* DATA EXCERPTS
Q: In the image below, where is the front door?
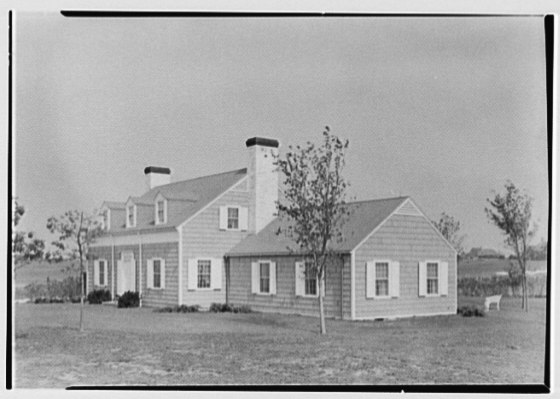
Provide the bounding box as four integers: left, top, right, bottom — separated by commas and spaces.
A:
117, 252, 136, 295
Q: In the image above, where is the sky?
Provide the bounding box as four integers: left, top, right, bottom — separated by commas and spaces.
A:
13, 12, 548, 252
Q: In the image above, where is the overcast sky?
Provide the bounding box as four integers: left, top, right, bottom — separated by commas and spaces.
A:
14, 13, 548, 255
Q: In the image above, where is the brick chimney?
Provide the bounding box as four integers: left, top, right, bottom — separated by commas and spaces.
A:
245, 137, 279, 233
144, 166, 171, 190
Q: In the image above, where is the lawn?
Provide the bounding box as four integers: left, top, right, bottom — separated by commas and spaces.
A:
14, 298, 546, 388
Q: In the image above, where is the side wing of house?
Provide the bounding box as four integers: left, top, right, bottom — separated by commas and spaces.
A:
179, 178, 249, 307
353, 200, 457, 319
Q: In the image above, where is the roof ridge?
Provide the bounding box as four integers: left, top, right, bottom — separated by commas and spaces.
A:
146, 168, 247, 192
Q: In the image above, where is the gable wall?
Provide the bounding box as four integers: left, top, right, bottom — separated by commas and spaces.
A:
182, 178, 249, 307
355, 215, 457, 319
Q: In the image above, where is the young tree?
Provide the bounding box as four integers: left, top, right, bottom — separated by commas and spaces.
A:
277, 126, 348, 334
47, 210, 102, 332
12, 200, 45, 277
432, 212, 465, 256
485, 180, 536, 311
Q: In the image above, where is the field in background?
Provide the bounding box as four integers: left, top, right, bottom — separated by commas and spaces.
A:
458, 259, 547, 278
15, 298, 546, 388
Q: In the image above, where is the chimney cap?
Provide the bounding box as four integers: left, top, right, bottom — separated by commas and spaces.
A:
144, 166, 171, 175
245, 137, 279, 148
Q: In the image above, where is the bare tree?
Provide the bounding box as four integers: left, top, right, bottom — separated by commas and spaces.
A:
277, 126, 348, 334
46, 210, 102, 332
432, 212, 465, 256
485, 181, 536, 311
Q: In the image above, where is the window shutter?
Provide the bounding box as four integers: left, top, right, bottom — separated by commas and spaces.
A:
366, 261, 375, 298
210, 258, 223, 290
270, 262, 276, 295
146, 259, 154, 288
295, 262, 305, 296
418, 262, 427, 296
160, 259, 165, 288
389, 262, 401, 298
187, 259, 198, 290
438, 262, 448, 296
93, 260, 99, 285
239, 207, 249, 231
251, 262, 260, 294
220, 206, 227, 230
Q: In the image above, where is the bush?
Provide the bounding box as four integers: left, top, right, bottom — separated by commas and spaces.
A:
87, 290, 111, 305
117, 291, 140, 308
154, 305, 200, 313
210, 303, 251, 313
457, 305, 484, 317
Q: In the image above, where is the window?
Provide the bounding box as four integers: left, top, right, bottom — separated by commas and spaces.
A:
197, 260, 212, 288
375, 262, 389, 296
153, 259, 161, 288
305, 262, 317, 295
156, 200, 165, 224
228, 208, 239, 230
259, 262, 270, 293
126, 205, 136, 227
426, 262, 438, 295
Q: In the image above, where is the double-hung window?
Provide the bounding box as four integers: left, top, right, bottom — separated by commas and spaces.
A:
259, 262, 270, 293
426, 262, 438, 295
375, 262, 389, 297
305, 262, 317, 295
197, 259, 212, 288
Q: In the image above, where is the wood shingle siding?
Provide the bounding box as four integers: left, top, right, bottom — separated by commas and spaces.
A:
181, 180, 249, 308
228, 255, 350, 318
355, 215, 457, 319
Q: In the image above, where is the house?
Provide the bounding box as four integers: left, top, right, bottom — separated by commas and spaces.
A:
87, 137, 457, 320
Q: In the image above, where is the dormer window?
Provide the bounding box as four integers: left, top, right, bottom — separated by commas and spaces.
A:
156, 200, 167, 224
126, 205, 136, 227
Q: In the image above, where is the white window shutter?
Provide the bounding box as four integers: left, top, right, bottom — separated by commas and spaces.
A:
146, 259, 154, 288
160, 259, 165, 288
438, 262, 448, 295
270, 262, 276, 295
251, 262, 260, 294
366, 261, 375, 298
389, 262, 401, 298
418, 262, 427, 296
295, 262, 305, 296
93, 260, 99, 285
187, 259, 198, 290
210, 258, 223, 290
239, 206, 249, 231
220, 206, 227, 230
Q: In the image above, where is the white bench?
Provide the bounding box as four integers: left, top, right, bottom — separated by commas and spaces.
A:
484, 295, 502, 311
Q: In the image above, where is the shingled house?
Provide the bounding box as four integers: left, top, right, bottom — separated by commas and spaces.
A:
87, 137, 457, 319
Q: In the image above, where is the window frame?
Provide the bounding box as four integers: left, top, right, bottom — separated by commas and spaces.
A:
196, 258, 214, 291
373, 260, 391, 299
126, 204, 136, 228
226, 205, 241, 231
425, 260, 441, 297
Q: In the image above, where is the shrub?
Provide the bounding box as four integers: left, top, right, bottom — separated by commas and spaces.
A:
87, 290, 111, 305
457, 305, 484, 317
210, 303, 251, 313
117, 291, 140, 308
154, 305, 200, 313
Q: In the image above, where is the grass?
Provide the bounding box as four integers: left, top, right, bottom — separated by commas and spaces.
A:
457, 259, 547, 278
15, 298, 546, 388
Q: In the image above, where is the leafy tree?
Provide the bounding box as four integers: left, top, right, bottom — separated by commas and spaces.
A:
432, 212, 465, 256
46, 210, 102, 331
12, 200, 45, 274
485, 180, 536, 311
277, 126, 348, 334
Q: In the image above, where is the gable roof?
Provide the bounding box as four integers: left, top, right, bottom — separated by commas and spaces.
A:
106, 168, 247, 234
227, 197, 409, 256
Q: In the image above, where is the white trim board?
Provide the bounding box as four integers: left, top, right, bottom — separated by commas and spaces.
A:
90, 231, 179, 248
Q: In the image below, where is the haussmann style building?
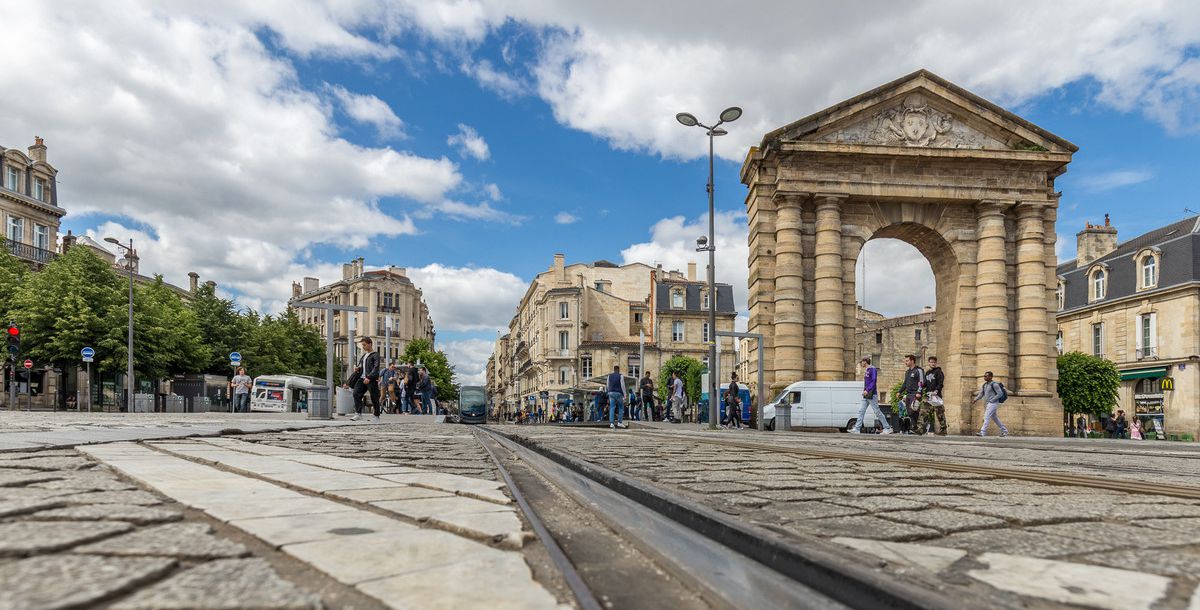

* WHAT YOU NEED TO DO
Retype all of the entries above word for word, without the pictures.

* WRITTEN ANSWER
Q: In the image below, where is the front door?
Provide the bounding box as four integers: left, top, right, bottom — separated by commas and spaces.
A:
117, 252, 136, 295
Q: In the image above, where is the sky?
Provide the bounding box as four integers: left, top, right, bottom — separated by commas and spaces.
A:
13, 12, 548, 252
Q: In the image above, where is the overcast sky?
Provide the bounding box as four integers: left, top, right, bottom — separated by commas and spaces.
A:
14, 13, 548, 255
Q: In the image above, where is the brick chimney?
Provide the bounding box as four integers: left, top, right, bottom — separated by commas and spaces.
A:
245, 137, 279, 233
144, 166, 171, 190
Q: In the image above, where is the lawn?
Provide the bounding box as four integers: left, top, right, bottom — separated by commas and spaces.
A:
14, 298, 546, 388
Q: In the image above, where is the side wing of house?
Provide the bounding box as four integers: left, top, right, bottom — separated by commas and spaces.
A:
179, 178, 249, 307
353, 200, 457, 319
Q: In the image above, where is the roof ridge?
Provide the bounding box as four integers: left, top, right, bottom — separated by commas and spaces.
A:
146, 168, 247, 192
Q: In the image above, where is the gable wall?
Provide the bounding box as four integers: left, top, right, bottom — separated by commas and spaces.
A:
182, 178, 249, 307
355, 215, 457, 319
Q: In the image above, where is the young tree?
Provide the bounding box as four integers: left, top, right, bottom — separated by commas and spaces.
A:
277, 126, 348, 334
47, 210, 102, 332
12, 200, 45, 277
432, 212, 465, 256
485, 180, 536, 311
Q: In the image above, where is the field in background?
Provide the bounding box as four integers: left, top, right, bottom — separated by commas and spaces.
A:
458, 259, 547, 278
15, 298, 546, 388
Q: In the image above, where is the chimney cap?
Provide the bounding box as four integers: left, top, right, bottom — separated by commas and spaces.
A:
144, 166, 171, 175
245, 137, 279, 148
Q: In the image above, where is the bare tree?
Provide the bounding box as four integers: left, top, right, bottom — separated by commas and spaces.
A:
277, 126, 348, 334
46, 210, 102, 332
432, 212, 465, 256
485, 181, 536, 311
Q: In the image above, where is the window shutter?
Provide the bounding box as four integers: left, top, right, bottom — separated by commas and spaces.
A:
366, 261, 375, 298
210, 258, 223, 290
270, 262, 276, 295
146, 259, 154, 288
295, 262, 305, 296
418, 262, 427, 296
160, 259, 165, 288
389, 262, 401, 298
187, 259, 198, 290
438, 262, 448, 296
93, 260, 99, 285
239, 207, 249, 231
251, 262, 260, 294
220, 206, 227, 230
Q: In the image above, where is the bush?
Provide the bounding box as four integers: left, top, right, bottom — separated by commas and spaces.
A:
87, 290, 111, 305
117, 291, 140, 308
154, 305, 200, 313
210, 303, 251, 313
457, 305, 484, 317
Q: In the image above, where is the window?
Provide the bounding box as four integers: left, top, right, bottom — separated by commas and spaces.
A:
197, 260, 212, 288
375, 262, 389, 296
153, 259, 161, 288
305, 262, 317, 295
156, 200, 165, 224
228, 208, 239, 230
259, 262, 270, 293
126, 205, 136, 227
426, 262, 438, 295
Q: In the image above, where is the double-hung window?
Provide the bounding box as four integers: left, top, right, bottom — separated by commas and spaces.
A:
259, 262, 270, 293
426, 262, 438, 295
375, 262, 389, 297
305, 262, 317, 295
197, 259, 212, 288
Q: In the image above, where is the wood shingle siding?
Provide the bounding box as four integers: left, top, right, bottom — separated by commas and spaces.
A:
181, 180, 249, 308
228, 255, 350, 318
355, 215, 457, 319
Q: In the image above, where is the house?
Provide the bounding box as four integers: left, top, right, bottom — separated by commas and spaces.
A:
87, 137, 457, 320
Q: In the image above, where is the dormer window?
Provide the bounding box as four integers: left, top, right, bottom — separated by commas and spaces.
A:
156, 200, 167, 224
126, 205, 136, 227
Q: In the image above, where is the white window shutter?
Provide the bounding box as four integers: left, top, right, bottom — separated by commas and spaces.
A:
146, 259, 154, 288
160, 259, 165, 288
438, 262, 448, 295
270, 262, 276, 295
251, 262, 260, 294
366, 261, 375, 298
389, 262, 401, 298
418, 262, 427, 296
295, 262, 305, 296
93, 260, 99, 285
187, 259, 198, 290
210, 258, 223, 290
239, 206, 249, 231
220, 206, 227, 230
Q: In the image above, where is the white bench?
Provide the bounding box as four integers: left, top, right, bottom — separated by commas and spaces.
A:
484, 295, 502, 311
Q: In the image above, where is the shingled house?
Provide the bounding box as four integers: left, top, right, bottom — separated by commas and spaces.
A:
87, 137, 457, 319
Q: In the image above, where is the window frame?
Provide the bounding box as four integers: left, top, right, bottom — separated by commas and spaces.
A:
196, 258, 214, 291
373, 260, 391, 299
126, 204, 136, 228
226, 205, 241, 231
425, 260, 441, 297
Q: In the image above, where is the shrub?
Provide the bounding box as four integers: left, top, right, bottom — separated by commas and spaces.
A:
87, 290, 111, 305
457, 305, 484, 317
210, 303, 251, 313
117, 291, 140, 308
154, 305, 200, 313
Q: In the image above, where is the grass?
Provide the bounding box as four integers: left, top, right, bottom — separated by commas and spaces.
A:
457, 259, 547, 278
15, 298, 546, 388
Q: In the image above, where is the leafy tree?
Provide the bounding box as four integers: left, top, right, bottom — separated by commas and spaces.
A:
432, 212, 465, 256
46, 210, 102, 331
12, 200, 45, 274
485, 180, 536, 311
277, 126, 348, 334
Q: In the image above, where is the gable roof?
Provide the bounding box as four integers: left, top, right, bottom — separated by commas and spaces.
A:
106, 168, 247, 234
227, 197, 409, 256
Q: In the image above, where is the white trim board?
Provide the bounding box as four integers: left, top, right, bottom — separated by commas and spaces.
A:
90, 231, 179, 248
Q: In the image below, where is the haussmann style building?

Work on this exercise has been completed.